Segment Start: Materials provided

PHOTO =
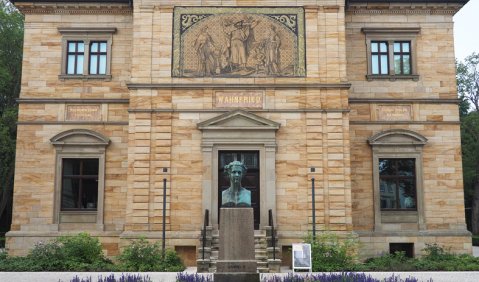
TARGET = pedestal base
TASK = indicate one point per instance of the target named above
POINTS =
(236, 277)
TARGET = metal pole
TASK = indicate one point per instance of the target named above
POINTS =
(314, 208)
(164, 218)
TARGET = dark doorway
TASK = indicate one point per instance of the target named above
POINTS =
(250, 180)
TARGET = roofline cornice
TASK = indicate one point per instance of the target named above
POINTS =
(66, 7)
(432, 7)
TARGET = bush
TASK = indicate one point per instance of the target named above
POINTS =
(141, 255)
(329, 253)
(475, 240)
(112, 278)
(337, 277)
(69, 253)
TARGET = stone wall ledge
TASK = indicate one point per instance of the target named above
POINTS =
(225, 85)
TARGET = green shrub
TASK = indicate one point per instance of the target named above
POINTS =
(330, 253)
(141, 255)
(475, 240)
(69, 253)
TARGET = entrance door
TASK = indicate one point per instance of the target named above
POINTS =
(250, 180)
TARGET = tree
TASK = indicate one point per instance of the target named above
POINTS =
(11, 48)
(468, 79)
(468, 90)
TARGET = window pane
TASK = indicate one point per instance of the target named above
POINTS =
(103, 47)
(384, 64)
(70, 189)
(397, 47)
(388, 194)
(71, 64)
(406, 167)
(71, 166)
(406, 64)
(397, 64)
(80, 65)
(89, 194)
(94, 47)
(407, 194)
(102, 64)
(93, 64)
(386, 167)
(384, 47)
(71, 47)
(90, 167)
(375, 64)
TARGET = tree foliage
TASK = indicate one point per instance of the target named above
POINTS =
(468, 80)
(468, 90)
(11, 45)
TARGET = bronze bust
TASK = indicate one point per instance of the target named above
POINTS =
(235, 195)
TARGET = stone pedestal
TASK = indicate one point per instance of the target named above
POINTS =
(236, 260)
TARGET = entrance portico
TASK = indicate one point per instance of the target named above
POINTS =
(239, 130)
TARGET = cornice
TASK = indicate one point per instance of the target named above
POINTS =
(74, 8)
(440, 8)
(238, 86)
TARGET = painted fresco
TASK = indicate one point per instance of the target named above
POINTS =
(238, 42)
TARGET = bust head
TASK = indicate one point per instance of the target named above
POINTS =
(235, 171)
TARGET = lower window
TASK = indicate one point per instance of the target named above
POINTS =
(397, 184)
(79, 184)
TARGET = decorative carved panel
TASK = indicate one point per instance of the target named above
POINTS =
(238, 42)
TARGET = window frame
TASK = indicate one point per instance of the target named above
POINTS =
(392, 35)
(87, 35)
(396, 178)
(398, 144)
(79, 144)
(81, 176)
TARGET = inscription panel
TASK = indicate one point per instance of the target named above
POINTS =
(238, 42)
(394, 112)
(83, 112)
(235, 99)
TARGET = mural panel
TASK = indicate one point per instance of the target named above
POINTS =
(238, 42)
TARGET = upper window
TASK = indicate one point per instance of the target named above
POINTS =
(79, 184)
(87, 52)
(397, 184)
(391, 53)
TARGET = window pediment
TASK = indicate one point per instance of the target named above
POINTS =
(237, 120)
(83, 137)
(397, 137)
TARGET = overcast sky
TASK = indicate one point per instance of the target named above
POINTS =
(466, 30)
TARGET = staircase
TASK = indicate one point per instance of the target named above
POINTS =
(263, 251)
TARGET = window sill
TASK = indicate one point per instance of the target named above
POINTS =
(399, 216)
(105, 77)
(371, 77)
(79, 216)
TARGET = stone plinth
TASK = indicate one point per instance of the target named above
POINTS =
(236, 261)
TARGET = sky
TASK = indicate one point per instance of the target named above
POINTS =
(466, 30)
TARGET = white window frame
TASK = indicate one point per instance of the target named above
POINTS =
(87, 35)
(391, 35)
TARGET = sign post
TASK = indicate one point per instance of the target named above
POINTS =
(302, 257)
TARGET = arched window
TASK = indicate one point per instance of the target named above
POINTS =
(79, 177)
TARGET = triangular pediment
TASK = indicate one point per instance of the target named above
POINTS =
(239, 119)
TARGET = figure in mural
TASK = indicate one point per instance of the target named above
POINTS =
(235, 195)
(273, 44)
(241, 38)
(205, 50)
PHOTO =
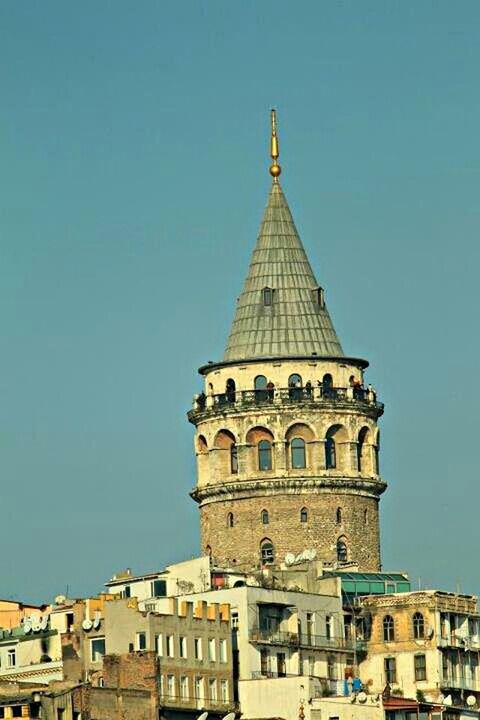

Segment End: Materials provided

** Assignment **
When you reach the line holding "TARGET = white window frame" in the records above, begin reproducing exactly, stop after the line holding "TARGET = triangular pediment", and output nothing else.

** Written answer **
TARGET = white window frame
TASK = indicate one point per instance of the target named above
POINTS =
(87, 35)
(391, 35)
TARGET = sign post
TASK = indicate one point per instance of the target named above
POINTS =
(302, 257)
TARGET = arched window
TASK = indicate one point per instance of the target named above
POINTS =
(79, 177)
TARGET = triangular pediment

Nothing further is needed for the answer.